- **Data**

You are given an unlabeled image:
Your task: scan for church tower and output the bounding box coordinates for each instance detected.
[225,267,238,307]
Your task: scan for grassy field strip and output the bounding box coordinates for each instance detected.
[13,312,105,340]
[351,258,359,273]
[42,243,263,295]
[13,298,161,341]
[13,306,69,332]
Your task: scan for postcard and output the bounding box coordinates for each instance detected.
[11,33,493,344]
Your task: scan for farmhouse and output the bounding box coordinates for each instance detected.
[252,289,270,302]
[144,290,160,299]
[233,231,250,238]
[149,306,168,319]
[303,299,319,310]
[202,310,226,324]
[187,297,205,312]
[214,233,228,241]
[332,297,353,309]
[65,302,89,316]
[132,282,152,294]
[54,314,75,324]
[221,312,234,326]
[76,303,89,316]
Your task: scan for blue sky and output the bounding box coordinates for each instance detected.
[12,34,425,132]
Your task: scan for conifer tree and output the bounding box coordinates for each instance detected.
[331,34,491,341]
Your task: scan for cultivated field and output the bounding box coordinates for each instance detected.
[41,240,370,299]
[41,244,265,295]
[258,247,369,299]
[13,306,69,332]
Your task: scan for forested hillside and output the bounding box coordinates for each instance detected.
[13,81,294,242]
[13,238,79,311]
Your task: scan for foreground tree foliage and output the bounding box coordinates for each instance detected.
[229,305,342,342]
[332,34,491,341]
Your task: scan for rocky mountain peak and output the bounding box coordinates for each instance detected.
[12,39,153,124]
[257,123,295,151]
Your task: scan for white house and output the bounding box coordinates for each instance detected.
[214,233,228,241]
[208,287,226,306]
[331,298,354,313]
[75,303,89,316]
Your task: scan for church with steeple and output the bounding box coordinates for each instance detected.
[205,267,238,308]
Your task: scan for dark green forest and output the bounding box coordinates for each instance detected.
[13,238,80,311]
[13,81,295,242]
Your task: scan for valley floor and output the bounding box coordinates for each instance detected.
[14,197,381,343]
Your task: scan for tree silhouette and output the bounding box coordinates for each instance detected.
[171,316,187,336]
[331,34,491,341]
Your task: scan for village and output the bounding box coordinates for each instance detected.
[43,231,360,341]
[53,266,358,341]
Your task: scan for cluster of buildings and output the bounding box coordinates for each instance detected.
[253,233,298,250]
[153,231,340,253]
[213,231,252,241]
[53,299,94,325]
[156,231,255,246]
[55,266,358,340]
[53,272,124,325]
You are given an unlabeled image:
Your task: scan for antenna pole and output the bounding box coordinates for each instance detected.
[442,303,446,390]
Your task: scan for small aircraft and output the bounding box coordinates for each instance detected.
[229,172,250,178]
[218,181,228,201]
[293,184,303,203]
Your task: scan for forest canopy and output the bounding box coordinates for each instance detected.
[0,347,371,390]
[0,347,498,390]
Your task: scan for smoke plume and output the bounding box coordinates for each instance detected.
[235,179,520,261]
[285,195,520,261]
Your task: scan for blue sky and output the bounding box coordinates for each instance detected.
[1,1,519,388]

- **What the exercise asks**
Your task is to restate, word for word, each line from the one that includes "Your task: scan for smoke" to the end of the records, with both ends included and nothing else.

- **Answer to the problem**
Your task: scan for smoke plume and output the bounding box coordinates for each instance detected.
[235,179,520,261]
[285,195,520,261]
Your task: scan for blue sky and output the bounding box coordinates for each instance detected.
[1,1,519,388]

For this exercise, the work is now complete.